PROBLEMS TO WORK ON ->
A – In the climbing roses article, list every rose it says gives one overwhelming display in spring.
B – Pick up the climbing roses article after its last sentence and keep writing it.

How To Grow and Care for Climbing Roses

Get old-fashioned cottage charm with colorful climbing roses.

Climbing Roses
Photo: Photo: Jean Allsopp

Plant a climbing rose for a charming and dramatic element to your Southern garden. Vigorous and relatively easy to grow, let them sprawl on a fence, ascend a trellis, drape over an arbor, or scramble up a tree. Favorites such as 'Climbing Cécile Brunner,' 'Climbing Old Blush,' and 'New Dawn' not only bloom profusely in spring but also during summer and fall. Others, such as Lady Banks climbing roses, 'Albéric Barbier,' 'Russell's Cottage Rose,' and 'Veilchenblau,' provide one overwhelming display in spring. To get the most out of your climbing roses, here are a few simple tips to assure an abundance of blooms.

Choose the Right Site

Roses do best in full sun. (Perhaps that is why Southern gardeners love roses so much?) While they tolerate some shade, they will bloom more and grow denser and fuller when they receive at least four to six hours of direct sun each day. Choose a location that will accommodate the climber's growth habit. Climbers can grow from 6-12 feet tall (some even taller) and spread almost as wide.

Plant ASAP

When possible, buy a climbing rose as a bareroot plant. It will be dormant at this time, which makes it easy to handle and plant. Bareroot planting season begins in late winter or early spring when the soil has thawed and is workable. Planting at this time allows the roots to get established in their new home before the heat of summer hits. Since bareroot roses have not been surrounded by a potting soil media, their roots get established in the indigenous garden soil very quickly.

Prepare the Soil

While roses can adapt to many types of soil, they do best in rich, fertile, loamy soil with good drainage. Whether you have good soil or not, you can always enhance it with the addition of organic matter such as compost, mulch or peat moss. This will improve drainage in heavy clay soils and increase water retention in sandy soils.

ENTRIES SUPPLIED ->
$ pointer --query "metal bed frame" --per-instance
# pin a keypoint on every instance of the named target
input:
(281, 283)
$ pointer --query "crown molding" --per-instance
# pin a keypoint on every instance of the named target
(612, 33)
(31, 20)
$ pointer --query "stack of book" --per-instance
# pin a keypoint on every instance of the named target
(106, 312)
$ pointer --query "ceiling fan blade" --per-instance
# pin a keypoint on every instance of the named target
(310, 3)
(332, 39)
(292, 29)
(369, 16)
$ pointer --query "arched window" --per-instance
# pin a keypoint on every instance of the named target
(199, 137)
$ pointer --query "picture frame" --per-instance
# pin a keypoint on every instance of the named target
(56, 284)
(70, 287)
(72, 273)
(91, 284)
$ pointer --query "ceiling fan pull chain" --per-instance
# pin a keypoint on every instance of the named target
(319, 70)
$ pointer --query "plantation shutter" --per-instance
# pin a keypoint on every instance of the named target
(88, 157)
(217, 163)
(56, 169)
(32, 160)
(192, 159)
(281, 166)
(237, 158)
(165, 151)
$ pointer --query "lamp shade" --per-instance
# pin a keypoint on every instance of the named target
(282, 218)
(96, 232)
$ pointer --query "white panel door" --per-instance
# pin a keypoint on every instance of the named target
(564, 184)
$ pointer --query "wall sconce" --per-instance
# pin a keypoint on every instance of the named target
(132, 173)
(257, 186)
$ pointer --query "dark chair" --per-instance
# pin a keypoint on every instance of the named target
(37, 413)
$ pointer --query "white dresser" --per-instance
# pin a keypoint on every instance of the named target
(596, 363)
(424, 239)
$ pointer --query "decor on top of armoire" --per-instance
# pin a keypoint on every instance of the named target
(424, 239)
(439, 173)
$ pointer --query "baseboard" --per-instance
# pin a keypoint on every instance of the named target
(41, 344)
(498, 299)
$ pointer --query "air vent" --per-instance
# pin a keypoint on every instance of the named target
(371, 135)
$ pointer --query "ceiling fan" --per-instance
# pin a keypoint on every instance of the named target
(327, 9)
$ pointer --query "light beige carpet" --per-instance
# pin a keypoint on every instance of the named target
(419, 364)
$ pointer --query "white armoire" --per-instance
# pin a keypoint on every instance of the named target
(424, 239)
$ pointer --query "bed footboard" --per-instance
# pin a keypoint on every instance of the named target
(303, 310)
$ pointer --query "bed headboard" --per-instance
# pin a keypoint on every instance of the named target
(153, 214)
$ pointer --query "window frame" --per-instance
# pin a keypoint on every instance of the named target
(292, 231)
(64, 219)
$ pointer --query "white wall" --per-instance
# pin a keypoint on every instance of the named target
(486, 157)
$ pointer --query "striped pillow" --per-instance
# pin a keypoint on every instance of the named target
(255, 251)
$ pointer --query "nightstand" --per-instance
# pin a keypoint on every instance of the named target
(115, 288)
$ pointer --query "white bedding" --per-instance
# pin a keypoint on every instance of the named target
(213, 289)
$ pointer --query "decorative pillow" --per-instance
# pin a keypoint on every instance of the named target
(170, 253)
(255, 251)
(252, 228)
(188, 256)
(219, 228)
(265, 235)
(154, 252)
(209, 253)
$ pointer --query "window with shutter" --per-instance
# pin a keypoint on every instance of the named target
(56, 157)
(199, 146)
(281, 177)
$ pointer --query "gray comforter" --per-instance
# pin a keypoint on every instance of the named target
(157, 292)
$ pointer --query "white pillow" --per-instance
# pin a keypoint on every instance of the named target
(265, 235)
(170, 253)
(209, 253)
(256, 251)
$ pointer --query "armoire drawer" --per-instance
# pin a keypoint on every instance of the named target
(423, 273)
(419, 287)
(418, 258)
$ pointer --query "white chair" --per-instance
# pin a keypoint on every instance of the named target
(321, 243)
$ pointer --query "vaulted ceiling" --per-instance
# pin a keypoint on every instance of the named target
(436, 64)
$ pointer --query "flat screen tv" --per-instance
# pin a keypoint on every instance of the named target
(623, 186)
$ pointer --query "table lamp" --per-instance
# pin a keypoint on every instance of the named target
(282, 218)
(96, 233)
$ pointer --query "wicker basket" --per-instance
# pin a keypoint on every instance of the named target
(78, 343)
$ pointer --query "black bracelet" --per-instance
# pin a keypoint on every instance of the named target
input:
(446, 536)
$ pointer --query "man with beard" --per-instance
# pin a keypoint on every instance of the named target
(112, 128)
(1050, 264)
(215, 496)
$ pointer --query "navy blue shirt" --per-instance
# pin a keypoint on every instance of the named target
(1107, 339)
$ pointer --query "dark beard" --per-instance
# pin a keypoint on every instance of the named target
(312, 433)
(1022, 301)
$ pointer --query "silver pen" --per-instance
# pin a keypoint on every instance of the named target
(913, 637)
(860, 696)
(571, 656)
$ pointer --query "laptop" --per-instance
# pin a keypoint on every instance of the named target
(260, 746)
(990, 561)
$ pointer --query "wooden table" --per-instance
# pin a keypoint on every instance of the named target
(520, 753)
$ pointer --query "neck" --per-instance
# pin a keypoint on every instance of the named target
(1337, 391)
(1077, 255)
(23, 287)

ANSWERS TO EACH TASK ->
A –
Lady Banks climbing roses
'Albéric Barbier'
'Russell's Cottage Rose'
'Veilchenblau'

B –
Pick a Suitable Structure

Climbing roses do not twine or have suckers or tendrils to attach themselves to a structure, so you need to loosely secure the rose to a sturdy structure, such as a trellis or fence. One trick to make climbing roses produce more bloom is to train them more laterally than vertically. When trained more horizontally, climbers will produce short spurs along their main stems, and these will produce blooms.

Remember to Feed

All plants need a lot of energy to produce — whether they produce flowers, fruits, or vegetables, etc. Fertilize regularly with a balanced fertilizer that provides ample amounts of all the necessary nutrients. Avoid fertilizers meant for lawns, which tend to be quite high in nitrogen. This will produce a very lush, dark green plant, but less blooms.

Easy-Does-It on the Pruning

Climbers need little to no pruning the first two years. Many of the older climbing varieties tend to bloom on second-year canes. Most climbing roses bloom at least twice each growing season: first on older branches and then on the current season's growth. When you do prune, do so in the dormant months of mid- to late winter to encourage plenty of late-season flowers. Remove any diseased, injured, or spindly branches. Prune off any of the older, woody canes that failed to bloom well the previous season, and remove any crossing or awkwardly placed branches.